PROBLEM STATEMENT :: Where in the data below does the word "rear" appear? Copy each line that holds it.

INPUT RECORDS ::

-------

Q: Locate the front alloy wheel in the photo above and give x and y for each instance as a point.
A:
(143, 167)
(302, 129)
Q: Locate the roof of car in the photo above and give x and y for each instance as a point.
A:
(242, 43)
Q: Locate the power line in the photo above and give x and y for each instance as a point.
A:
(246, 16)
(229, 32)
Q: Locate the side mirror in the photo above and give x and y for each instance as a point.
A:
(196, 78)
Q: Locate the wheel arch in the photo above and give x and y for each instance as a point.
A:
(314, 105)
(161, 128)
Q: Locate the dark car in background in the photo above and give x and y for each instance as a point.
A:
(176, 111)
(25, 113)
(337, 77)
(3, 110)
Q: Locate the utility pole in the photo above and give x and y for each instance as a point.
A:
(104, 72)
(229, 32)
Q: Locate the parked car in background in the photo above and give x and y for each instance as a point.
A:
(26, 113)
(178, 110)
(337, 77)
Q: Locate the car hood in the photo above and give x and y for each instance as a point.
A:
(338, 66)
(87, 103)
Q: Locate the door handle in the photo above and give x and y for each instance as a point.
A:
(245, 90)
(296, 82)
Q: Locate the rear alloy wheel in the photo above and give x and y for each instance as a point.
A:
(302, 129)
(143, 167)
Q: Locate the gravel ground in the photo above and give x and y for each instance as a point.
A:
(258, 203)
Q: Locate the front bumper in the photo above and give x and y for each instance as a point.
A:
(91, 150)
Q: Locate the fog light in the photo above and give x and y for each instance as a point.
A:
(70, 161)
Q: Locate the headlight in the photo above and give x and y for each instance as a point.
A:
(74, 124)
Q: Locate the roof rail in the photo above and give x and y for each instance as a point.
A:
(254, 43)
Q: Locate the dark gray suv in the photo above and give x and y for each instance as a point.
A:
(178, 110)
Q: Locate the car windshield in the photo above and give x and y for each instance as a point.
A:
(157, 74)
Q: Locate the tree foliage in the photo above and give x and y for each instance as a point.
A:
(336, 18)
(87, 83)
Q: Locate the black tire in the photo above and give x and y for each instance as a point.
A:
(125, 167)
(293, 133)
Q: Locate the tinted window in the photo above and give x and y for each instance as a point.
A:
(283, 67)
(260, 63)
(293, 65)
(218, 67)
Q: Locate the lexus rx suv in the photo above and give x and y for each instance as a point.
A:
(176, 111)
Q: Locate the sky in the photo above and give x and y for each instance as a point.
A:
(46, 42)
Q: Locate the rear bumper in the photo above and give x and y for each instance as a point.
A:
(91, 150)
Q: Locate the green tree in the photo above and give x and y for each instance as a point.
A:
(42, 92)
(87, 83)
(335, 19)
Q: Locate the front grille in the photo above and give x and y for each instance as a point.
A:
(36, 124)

-------

TASK OUTPUT ::
Q: Locate the rear alloy wheel in the photo above and give x and y for each instance as a point.
Q: Locate the rear bumper in the photo above and give x and y for each instance as a point.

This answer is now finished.